▸ What the task asks: Exactly as they appear, output all of the entries.
### Provided information
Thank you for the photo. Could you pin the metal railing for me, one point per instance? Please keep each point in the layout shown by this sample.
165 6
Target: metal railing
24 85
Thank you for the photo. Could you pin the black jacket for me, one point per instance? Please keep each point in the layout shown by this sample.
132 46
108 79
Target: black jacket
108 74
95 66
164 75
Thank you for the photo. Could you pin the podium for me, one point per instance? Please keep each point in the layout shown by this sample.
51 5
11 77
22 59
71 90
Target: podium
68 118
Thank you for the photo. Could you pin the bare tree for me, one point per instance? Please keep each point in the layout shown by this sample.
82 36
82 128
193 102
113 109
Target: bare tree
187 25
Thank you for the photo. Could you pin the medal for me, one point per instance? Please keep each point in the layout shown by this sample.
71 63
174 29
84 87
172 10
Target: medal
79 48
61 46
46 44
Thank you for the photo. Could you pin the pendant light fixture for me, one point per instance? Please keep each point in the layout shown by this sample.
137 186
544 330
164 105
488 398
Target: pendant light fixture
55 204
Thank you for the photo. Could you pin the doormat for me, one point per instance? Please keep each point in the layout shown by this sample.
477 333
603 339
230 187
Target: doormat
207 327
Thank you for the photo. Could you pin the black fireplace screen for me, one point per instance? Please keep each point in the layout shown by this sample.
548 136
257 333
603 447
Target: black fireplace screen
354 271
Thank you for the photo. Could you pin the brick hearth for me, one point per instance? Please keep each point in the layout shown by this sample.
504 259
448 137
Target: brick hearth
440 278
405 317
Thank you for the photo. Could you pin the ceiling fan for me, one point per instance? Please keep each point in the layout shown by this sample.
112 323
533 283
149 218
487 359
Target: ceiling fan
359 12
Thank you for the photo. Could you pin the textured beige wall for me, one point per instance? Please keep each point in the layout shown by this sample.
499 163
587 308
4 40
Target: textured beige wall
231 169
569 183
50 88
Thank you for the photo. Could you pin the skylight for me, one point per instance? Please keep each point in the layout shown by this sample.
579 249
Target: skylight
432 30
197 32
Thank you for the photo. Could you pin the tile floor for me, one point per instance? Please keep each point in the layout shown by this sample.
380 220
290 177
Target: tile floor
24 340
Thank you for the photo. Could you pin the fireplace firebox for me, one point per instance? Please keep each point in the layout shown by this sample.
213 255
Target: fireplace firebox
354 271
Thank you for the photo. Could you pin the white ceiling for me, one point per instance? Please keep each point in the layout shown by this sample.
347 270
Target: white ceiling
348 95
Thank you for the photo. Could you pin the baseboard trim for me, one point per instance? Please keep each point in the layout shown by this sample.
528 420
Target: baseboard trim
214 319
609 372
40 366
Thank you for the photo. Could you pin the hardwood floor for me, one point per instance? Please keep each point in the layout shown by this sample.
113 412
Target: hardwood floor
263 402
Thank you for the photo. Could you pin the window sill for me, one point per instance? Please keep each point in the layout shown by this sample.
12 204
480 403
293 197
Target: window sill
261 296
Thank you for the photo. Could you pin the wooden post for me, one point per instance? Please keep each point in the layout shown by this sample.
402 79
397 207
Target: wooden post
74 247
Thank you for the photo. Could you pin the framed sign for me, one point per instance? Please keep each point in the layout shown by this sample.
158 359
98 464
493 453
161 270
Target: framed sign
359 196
######
▸ Your response:
Thank you for the photo. Could you pin the metal railing for me, one point per instance? Please keep each point in the layout shown by this sample.
165 6
Target: metal railing
24 85
Thank you for the photo. Could you pin the black jacket for me, one point per instance? Please keep each point in the layout shown by this sample.
132 46
108 79
Target: black jacket
108 74
95 66
164 75
Thank you for the photo. Could you pin the podium for me, one point per instance? Please keep each point in the layout shown by this sample.
51 5
11 77
22 59
71 90
Target: podium
68 118
Thank you for the photo. Could you pin the bare tree for me, one point per instance? Please keep each point in the layout shown by this sample.
82 36
82 128
193 102
113 109
Target: bare tree
187 25
Thank you for the photo. Could you pin the medal for me, one point per instance? Please keep each point in the layout shown by this sample.
71 63
174 29
84 87
172 10
Target: medal
79 48
61 46
46 44
Thank you for the photo. Could you pin the pendant light fixture for me, one point per instance? Please keep each point in the layout shown by this sample.
137 186
544 330
164 105
488 398
Target: pendant light fixture
55 204
Thank you for the photo. Could you pin the doormat for me, one point per instance? Please keep each point in the layout shown by this sample.
477 333
603 339
230 187
Target: doormat
207 327
Thank you for the photo. Could you pin the black fireplace screen for me, one point per instance? Please keep each point in the layout shown by this sample.
548 136
257 333
603 447
Target: black fireplace screen
354 271
Thank you for the photo. Could you pin the brick hearth for me, one point per instance? Please keep each point in the layout shown by this sample.
504 259
448 137
Target: brick hearth
440 278
405 317
Thank you for the photo. Could you pin the ceiling fan for me, one point per instance? Please keep each point in the layout shown by this sample.
112 323
533 283
149 218
487 359
Target: ceiling fan
359 12
Thank you for the photo. Could you pin the textured beige wall for me, one point per instance? Please keep each point in the layout shown by this sample.
499 163
587 308
4 40
Target: textured beige wall
231 169
569 183
50 88
Thank you for the photo. Could you pin the skylight for me, one point per instance? Please keep each point in the layout shown by this sample.
579 249
Target: skylight
432 30
197 32
Thank you for the photo. Could you pin the tile floor for me, one point per instance? Please keep each point in the layout shown by this sample.
380 220
290 177
Target: tile floor
24 340
Thank you for the photo. Could you pin the fireplace firebox for me, one point per instance? Please keep each point in the layout shown by this sample.
213 255
Target: fireplace firebox
354 271
Thank you for the photo. Could you pin the white ceiling for me, one point per instance? Please keep each point in the layout shown by this sample.
347 270
Target: white ceiling
348 95
Thank you for the photo. Could you pin the baseboard trim for me, one point per instance? Please keep each point in the layout shown by this sample.
528 420
Target: baseboard trim
214 319
609 372
40 366
Thank you for the photo. Could you pin the hardwood floor for me, one point per instance? Please keep each point in the layout shown by this sample.
113 412
Target: hardwood floor
263 402
Thank you for the photo. Could you pin the window sill for me, one point per instance? Please keep each point in the layout shown by this sample.
12 204
480 403
293 197
Target: window sill
261 296
Thank you for the photo. Could you pin the wooden post for me, one point per instance? Please keep each point in the layout shown by this sample.
402 79
397 207
Target: wooden post
74 247
Thank you for the photo. Could you pin the framed sign for me, one point per instance? Please keep each point in the layout shown by this sample.
158 359
98 464
493 453
161 270
Target: framed sign
359 196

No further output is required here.